## What the task asks
Check each line of the entries below for the word "gripping", and copy the lines that have it.

[Data excerpts]
[Start of Attachment]

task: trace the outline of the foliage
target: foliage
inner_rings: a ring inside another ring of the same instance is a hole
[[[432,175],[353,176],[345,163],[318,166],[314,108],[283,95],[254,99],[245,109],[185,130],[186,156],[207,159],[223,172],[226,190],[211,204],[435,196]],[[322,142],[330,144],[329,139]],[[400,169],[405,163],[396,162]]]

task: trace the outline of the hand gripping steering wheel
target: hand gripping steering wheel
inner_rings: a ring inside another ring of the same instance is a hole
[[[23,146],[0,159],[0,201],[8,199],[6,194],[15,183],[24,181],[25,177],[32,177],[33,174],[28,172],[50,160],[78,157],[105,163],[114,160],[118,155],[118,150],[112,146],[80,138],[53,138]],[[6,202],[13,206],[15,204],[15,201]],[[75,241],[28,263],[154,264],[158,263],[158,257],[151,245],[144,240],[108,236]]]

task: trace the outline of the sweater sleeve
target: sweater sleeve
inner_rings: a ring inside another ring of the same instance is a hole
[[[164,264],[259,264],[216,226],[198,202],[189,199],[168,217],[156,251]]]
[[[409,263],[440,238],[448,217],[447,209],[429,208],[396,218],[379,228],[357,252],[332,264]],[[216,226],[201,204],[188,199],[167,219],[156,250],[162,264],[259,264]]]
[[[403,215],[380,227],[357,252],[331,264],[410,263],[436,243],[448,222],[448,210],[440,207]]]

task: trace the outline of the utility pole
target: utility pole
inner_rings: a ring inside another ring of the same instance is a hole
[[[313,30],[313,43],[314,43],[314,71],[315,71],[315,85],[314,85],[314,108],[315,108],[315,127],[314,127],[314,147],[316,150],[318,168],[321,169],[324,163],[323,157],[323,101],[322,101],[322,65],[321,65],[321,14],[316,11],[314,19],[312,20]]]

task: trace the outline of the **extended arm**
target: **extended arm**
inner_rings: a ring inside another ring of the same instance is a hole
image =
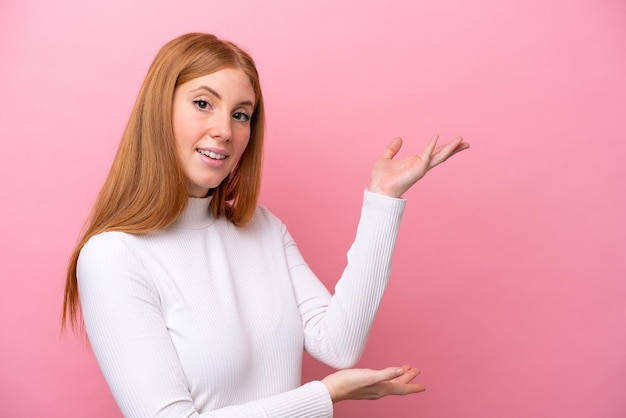
[[[403,199],[364,192],[356,238],[332,298],[284,232],[305,349],[318,360],[338,369],[359,360],[391,272],[404,206]]]
[[[404,206],[403,201],[397,198],[431,168],[469,148],[461,137],[439,147],[437,139],[438,136],[433,136],[420,154],[394,160],[402,146],[402,140],[396,138],[376,160],[368,189],[372,193],[365,193],[361,222],[348,253],[348,267],[332,299],[324,292],[325,289],[317,289],[317,294],[303,290],[298,293],[296,287],[307,336],[306,348],[314,357],[331,366],[352,366],[365,347],[389,276],[401,208]],[[299,283],[302,288],[315,288],[313,274],[301,260],[295,245],[291,249],[291,259],[295,260],[293,269],[296,276],[302,279]],[[410,383],[418,373],[417,369],[408,366],[379,371],[342,370],[327,376],[323,382],[329,388],[333,401],[376,399],[424,390],[422,385]]]

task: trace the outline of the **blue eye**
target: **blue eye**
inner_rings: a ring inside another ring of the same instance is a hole
[[[246,112],[235,112],[233,113],[233,118],[241,122],[248,122],[250,120],[250,115]]]
[[[207,102],[206,100],[198,99],[194,100],[193,102],[200,110],[207,110],[210,107],[209,102]]]

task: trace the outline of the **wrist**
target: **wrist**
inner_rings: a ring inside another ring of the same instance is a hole
[[[394,191],[386,190],[386,189],[383,189],[382,187],[377,187],[377,186],[372,186],[372,185],[370,185],[370,187],[367,188],[367,191],[371,193],[376,193],[382,196],[393,197],[396,199],[401,197],[401,193],[398,194]]]
[[[325,378],[321,380],[321,382],[324,384],[324,386],[326,386],[326,390],[328,390],[328,394],[330,395],[331,402],[333,404],[339,402],[337,400],[337,393],[335,390],[335,386],[332,384],[330,376],[326,376]]]

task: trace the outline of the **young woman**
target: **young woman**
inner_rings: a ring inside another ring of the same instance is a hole
[[[435,137],[394,160],[391,142],[331,296],[257,206],[263,110],[251,57],[213,35],[169,42],[148,71],[71,258],[63,313],[84,322],[125,416],[330,417],[334,402],[424,390],[412,367],[346,368],[387,283],[402,194],[469,145]],[[345,370],[301,385],[303,350]]]

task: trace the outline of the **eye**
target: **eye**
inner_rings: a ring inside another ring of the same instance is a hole
[[[248,122],[250,120],[250,115],[246,112],[235,112],[233,113],[233,118],[240,122]]]
[[[202,100],[202,99],[194,100],[193,103],[200,110],[207,110],[211,107],[209,102],[207,102],[206,100]]]

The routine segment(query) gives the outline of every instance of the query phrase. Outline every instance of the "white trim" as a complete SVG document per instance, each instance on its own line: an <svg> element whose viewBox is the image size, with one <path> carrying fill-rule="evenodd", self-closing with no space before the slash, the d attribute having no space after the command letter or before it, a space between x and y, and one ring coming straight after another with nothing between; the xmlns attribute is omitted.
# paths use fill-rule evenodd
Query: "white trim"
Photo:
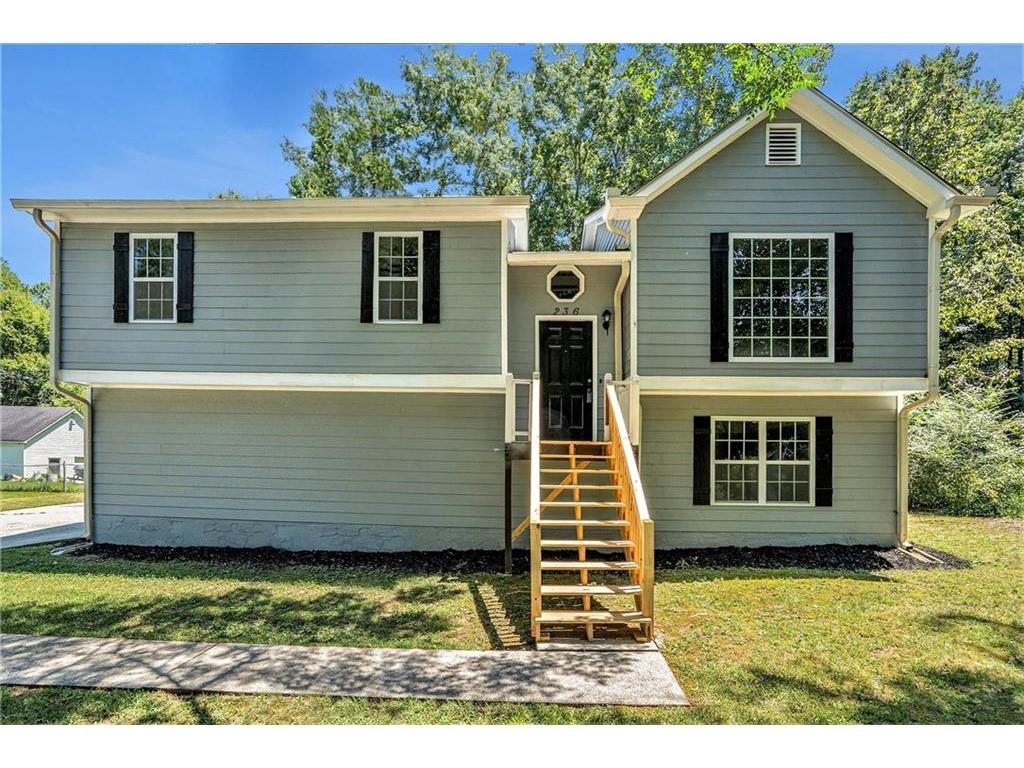
<svg viewBox="0 0 1024 768"><path fill-rule="evenodd" d="M573 296L571 299L560 299L557 296L555 296L555 292L551 290L551 278L557 275L559 272L572 272L580 280L580 289L579 291L577 291L576 295ZM587 290L587 276L580 272L580 270L576 269L576 267L574 267L572 264L558 264L552 267L551 271L548 272L548 275L544 280L544 286L548 292L548 296L550 296L559 304L575 304L577 301L579 301L580 296L582 296Z"/></svg>
<svg viewBox="0 0 1024 768"><path fill-rule="evenodd" d="M751 459L715 459L715 424L719 421L756 421L757 422L757 501L717 501L715 499L715 465L716 464L742 464L750 465L755 462ZM793 421L805 422L807 430L807 451L806 460L768 461L768 430L769 421ZM814 416L712 416L711 417L711 439L709 451L710 472L711 472L711 506L713 507L813 507L815 506L815 432L817 419ZM807 501L768 501L768 464L780 464L789 466L807 466Z"/></svg>
<svg viewBox="0 0 1024 768"><path fill-rule="evenodd" d="M924 377L878 376L642 376L645 395L870 396L923 392Z"/></svg>
<svg viewBox="0 0 1024 768"><path fill-rule="evenodd" d="M922 205L936 205L944 209L948 207L945 201L960 194L955 187L942 181L820 91L813 88L801 89L790 97L786 107L870 165ZM634 196L645 197L647 202L650 202L766 117L767 112L762 111L737 118L675 165L644 184Z"/></svg>
<svg viewBox="0 0 1024 768"><path fill-rule="evenodd" d="M515 223L508 219L501 220L501 251L498 258L501 260L501 372L508 373L508 230L512 227L515 233ZM514 392L514 390L513 390Z"/></svg>
<svg viewBox="0 0 1024 768"><path fill-rule="evenodd" d="M591 440L597 439L597 315L534 315L533 318L533 370L540 373L540 324L544 323L574 323L579 320L589 320L591 325L590 340L590 382L593 398L591 409Z"/></svg>
<svg viewBox="0 0 1024 768"><path fill-rule="evenodd" d="M60 426L61 424L64 423L64 421L66 421L67 419L73 419L75 416L77 416L79 419L82 418L82 415L78 411L72 409L72 410L68 411L67 413L65 413L63 416L58 416L56 419L51 421L45 427L40 428L36 432L33 432L31 435L26 437L24 440L0 440L0 442L10 443L11 445L24 445L27 448L29 443L33 442L36 438L38 438L44 432L49 431L49 429L51 427ZM77 423L77 422L75 422L75 423Z"/></svg>
<svg viewBox="0 0 1024 768"><path fill-rule="evenodd" d="M801 145L803 144L800 133L801 123L766 123L764 126L764 164L767 166L793 166L800 165ZM772 128L794 128L796 129L796 160L785 162L772 162L771 159L771 133Z"/></svg>
<svg viewBox="0 0 1024 768"><path fill-rule="evenodd" d="M221 371L61 370L62 381L94 387L268 389L355 392L505 391L499 373L236 373Z"/></svg>
<svg viewBox="0 0 1024 768"><path fill-rule="evenodd" d="M135 241L136 240L173 240L174 253L171 265L171 277L136 277L135 276ZM147 246L148 247L148 246ZM171 317L168 320L137 320L135 318L135 283L170 283ZM137 324L176 323L178 322L178 233L177 232L131 232L128 235L128 322Z"/></svg>
<svg viewBox="0 0 1024 768"><path fill-rule="evenodd" d="M416 238L416 319L415 320L381 320L380 312L380 282L384 280L389 283L411 283L411 277L382 277L378 273L380 268L380 239L382 237ZM403 249L404 250L404 249ZM392 257L393 258L393 257ZM401 258L405 258L403 255ZM416 232L374 232L373 233L373 322L374 325L423 325L423 231Z"/></svg>
<svg viewBox="0 0 1024 768"><path fill-rule="evenodd" d="M19 211L38 208L46 219L93 224L210 224L242 222L500 221L527 220L530 198L388 197L281 200L68 200L13 198ZM525 229L525 228L524 228ZM517 232L517 235L519 233ZM526 232L522 233L526 242ZM525 246L524 246L525 247Z"/></svg>
<svg viewBox="0 0 1024 768"><path fill-rule="evenodd" d="M636 247L637 219L629 222L629 378L640 376L640 356L637 354L637 329L640 307L640 273L637 271ZM633 417L630 416L630 422Z"/></svg>
<svg viewBox="0 0 1024 768"><path fill-rule="evenodd" d="M579 267L617 267L629 261L628 251L513 251L510 267L555 267L572 263Z"/></svg>
<svg viewBox="0 0 1024 768"><path fill-rule="evenodd" d="M735 357L733 355L733 239L758 239L758 240L828 240L828 356L827 357ZM730 232L729 233L729 362L730 363L834 363L835 362L835 254L836 239L834 232ZM808 258L810 258L810 247L808 247ZM792 260L792 256L790 257ZM753 272L751 272L753 277ZM751 297L753 298L753 297ZM810 296L808 296L810 301ZM790 315L792 318L792 314ZM769 322L771 317L767 318ZM774 336L769 336L769 339ZM792 337L789 337L792 338Z"/></svg>

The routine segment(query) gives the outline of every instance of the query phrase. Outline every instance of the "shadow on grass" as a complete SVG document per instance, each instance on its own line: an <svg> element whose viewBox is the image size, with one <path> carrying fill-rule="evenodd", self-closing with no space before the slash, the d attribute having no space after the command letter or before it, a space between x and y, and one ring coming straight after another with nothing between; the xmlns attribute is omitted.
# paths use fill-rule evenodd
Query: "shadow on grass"
<svg viewBox="0 0 1024 768"><path fill-rule="evenodd" d="M12 634L287 645L434 644L450 628L428 608L394 611L348 590L294 598L237 587L218 595L22 603L4 612L4 631Z"/></svg>
<svg viewBox="0 0 1024 768"><path fill-rule="evenodd" d="M835 668L807 679L754 667L749 690L765 699L796 696L804 710L845 704L846 717L858 723L1024 723L1024 627L968 613L940 614L922 624L955 635L965 649L996 663L980 668L964 654L941 666L908 665L900 676L874 677L870 684Z"/></svg>

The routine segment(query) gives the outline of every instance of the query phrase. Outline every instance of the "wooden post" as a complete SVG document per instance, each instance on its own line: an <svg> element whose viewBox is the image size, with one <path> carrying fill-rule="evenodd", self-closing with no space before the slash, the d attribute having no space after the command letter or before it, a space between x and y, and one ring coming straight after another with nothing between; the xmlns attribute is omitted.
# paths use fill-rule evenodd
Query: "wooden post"
<svg viewBox="0 0 1024 768"><path fill-rule="evenodd" d="M505 573L512 573L512 457L505 444Z"/></svg>

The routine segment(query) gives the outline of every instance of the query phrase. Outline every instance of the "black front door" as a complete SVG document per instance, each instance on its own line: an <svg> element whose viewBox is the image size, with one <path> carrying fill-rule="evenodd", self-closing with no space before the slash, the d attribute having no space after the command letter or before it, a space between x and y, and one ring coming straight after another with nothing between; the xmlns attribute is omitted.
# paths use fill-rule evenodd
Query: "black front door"
<svg viewBox="0 0 1024 768"><path fill-rule="evenodd" d="M594 436L593 332L590 322L540 324L541 437Z"/></svg>

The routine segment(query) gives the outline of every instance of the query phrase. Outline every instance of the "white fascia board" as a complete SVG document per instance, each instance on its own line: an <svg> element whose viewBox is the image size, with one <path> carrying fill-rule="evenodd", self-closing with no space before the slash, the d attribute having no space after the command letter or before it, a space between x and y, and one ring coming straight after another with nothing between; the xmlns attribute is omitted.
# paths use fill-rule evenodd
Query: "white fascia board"
<svg viewBox="0 0 1024 768"><path fill-rule="evenodd" d="M641 376L645 395L897 395L924 392L928 378L876 376Z"/></svg>
<svg viewBox="0 0 1024 768"><path fill-rule="evenodd" d="M765 111L751 115L744 115L734 120L730 125L723 128L710 139L698 146L692 152L683 157L675 165L644 184L631 197L645 197L651 201L665 190L671 188L680 179L689 174L698 166L702 165L720 151L732 144L736 139L745 134L755 125L768 116Z"/></svg>
<svg viewBox="0 0 1024 768"><path fill-rule="evenodd" d="M954 195L929 206L926 216L929 219L934 218L941 221L949 215L949 210L953 206L959 205L960 218L966 219L992 205L993 202L995 202L995 197L989 195Z"/></svg>
<svg viewBox="0 0 1024 768"><path fill-rule="evenodd" d="M500 373L235 373L61 369L62 381L134 389L264 389L325 392L504 392Z"/></svg>
<svg viewBox="0 0 1024 768"><path fill-rule="evenodd" d="M528 197L402 197L295 200L30 200L19 211L91 224L500 221L525 223ZM525 231L523 236L525 237Z"/></svg>
<svg viewBox="0 0 1024 768"><path fill-rule="evenodd" d="M797 91L787 106L922 205L931 207L960 194L960 190L817 91Z"/></svg>
<svg viewBox="0 0 1024 768"><path fill-rule="evenodd" d="M628 263L629 251L533 251L508 255L510 267L617 267Z"/></svg>

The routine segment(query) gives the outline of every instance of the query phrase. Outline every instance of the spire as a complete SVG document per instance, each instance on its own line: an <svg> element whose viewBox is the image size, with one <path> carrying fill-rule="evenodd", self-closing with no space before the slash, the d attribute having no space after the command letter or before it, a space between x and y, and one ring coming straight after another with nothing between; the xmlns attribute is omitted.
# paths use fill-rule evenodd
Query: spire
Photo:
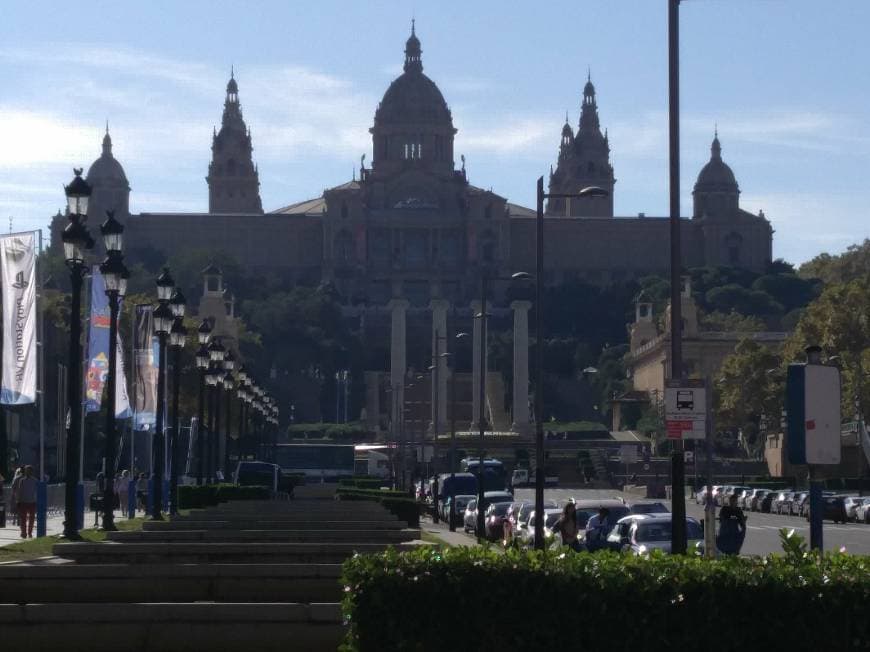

[End of Attachment]

## Task solution
task: trace the outline of the hand gripping steering wheel
target: hand gripping steering wheel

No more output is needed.